Short exercise: Will you transcribe all the entries word for word, skipping the pictures they hold?

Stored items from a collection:
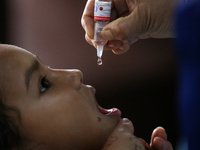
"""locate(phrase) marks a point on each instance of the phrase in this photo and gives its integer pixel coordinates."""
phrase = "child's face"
(56, 110)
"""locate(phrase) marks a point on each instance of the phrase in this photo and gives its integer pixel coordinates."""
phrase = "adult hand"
(159, 140)
(131, 20)
(122, 138)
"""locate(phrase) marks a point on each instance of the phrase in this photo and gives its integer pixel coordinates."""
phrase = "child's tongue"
(106, 111)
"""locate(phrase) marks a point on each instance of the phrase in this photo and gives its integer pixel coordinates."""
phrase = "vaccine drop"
(99, 61)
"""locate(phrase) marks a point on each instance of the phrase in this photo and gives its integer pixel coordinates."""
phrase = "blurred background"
(141, 82)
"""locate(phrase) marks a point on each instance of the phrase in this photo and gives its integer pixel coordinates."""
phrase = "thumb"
(124, 28)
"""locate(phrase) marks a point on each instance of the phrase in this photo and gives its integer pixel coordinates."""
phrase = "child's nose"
(76, 77)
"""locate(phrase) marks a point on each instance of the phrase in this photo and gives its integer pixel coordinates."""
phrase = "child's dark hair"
(9, 139)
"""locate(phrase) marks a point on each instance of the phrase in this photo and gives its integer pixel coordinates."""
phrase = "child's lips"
(108, 112)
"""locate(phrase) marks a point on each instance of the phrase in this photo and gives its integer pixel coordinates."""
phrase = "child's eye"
(44, 85)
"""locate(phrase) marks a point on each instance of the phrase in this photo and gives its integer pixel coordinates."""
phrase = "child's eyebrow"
(28, 74)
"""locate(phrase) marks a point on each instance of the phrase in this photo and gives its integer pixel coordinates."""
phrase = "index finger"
(87, 19)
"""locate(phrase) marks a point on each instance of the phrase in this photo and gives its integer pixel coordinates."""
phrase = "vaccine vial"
(102, 10)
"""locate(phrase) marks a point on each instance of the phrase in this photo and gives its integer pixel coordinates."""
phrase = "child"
(49, 109)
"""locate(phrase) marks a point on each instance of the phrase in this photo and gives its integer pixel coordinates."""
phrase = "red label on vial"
(102, 11)
(101, 18)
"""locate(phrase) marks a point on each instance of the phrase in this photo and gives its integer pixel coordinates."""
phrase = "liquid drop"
(99, 61)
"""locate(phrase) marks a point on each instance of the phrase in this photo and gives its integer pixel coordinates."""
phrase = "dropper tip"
(99, 61)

Exercise solution:
"""locate(phrase) marks a point on each instance of the phrase in this photo and gives its integer pixel coordinates."""
phrase = "child's face"
(56, 110)
"""locate(phrase) marks a point on each instance of the phrase in this photo and gives its integer pixel coordinates."""
phrase = "adult hand"
(159, 140)
(131, 20)
(122, 138)
"""locate(phrase) marks a point on each instance of the phrase in this photo and gives its integer pixel coordinates."""
phrase = "child's tongue"
(106, 111)
"""locate(phrase) marks a point on each instance of the phrase in this photo and gives its integer pixel coordinates."""
phrase = "vaccine drop"
(99, 61)
"""locate(phrase) marks a point on each instance of the phrase in this photo and gives its integer pixel coordinates."""
phrase = "blurred background"
(141, 82)
"""locate(phrase) marks a point on each instance of the phrase in this photo and gives its integer pixel coordinates."""
phrase = "thumb"
(124, 28)
"""locate(phrase) marks a point on each instance of the phrase in this photo and gives its integer pixel coordinates."""
phrase = "child's nose"
(76, 77)
"""locate(phrase) marks a point on each instance of the phrase in this photo and gives its integer pixel coordinates."""
phrase = "child's dark hair"
(9, 139)
"""locate(phrase) marks a point on each instance of the phrase in this photo and gives its integer pixel coordinates."""
phrase = "child's lips"
(108, 112)
"""locate(phrase) marks a point on each instance of the phrase in this photo and gives its integer pixel coordinates."""
phrase = "child's eye"
(44, 85)
"""locate(phrase) marks a point on each instance of the phrase in this photo and gives its integer pixel coordinates."""
phrase = "child's eyebrow"
(28, 74)
"""locate(phrase) marks a point on each instance of the phrase in this photo and gives its integer pixel coordinates."""
phrase = "index finger"
(87, 19)
"""locate(phrase) marks a point on each instance of the phrase in this photo and gives its integer pixel coordinates."""
phrase = "vaccine vial"
(102, 10)
"""locate(phrase) marks a point on each instance of the phrase in this photo and gives its integer pixel coordinates."""
phrase = "child"
(49, 109)
"""locate(phrase) marks a point on each instance of the phrase in this photo and gives its integer pixel coordinates."""
phrase = "red label on vial"
(102, 11)
(101, 18)
"""locate(phrase) marks a point on each instance of the phrase in this photo and gives its integer pixel coordinates."""
phrase = "liquid drop"
(99, 61)
"""locate(phrase) marks a point on each instance of the phrase in this photo and gives its integer pixel coordinates."""
phrase = "dropper tip"
(99, 61)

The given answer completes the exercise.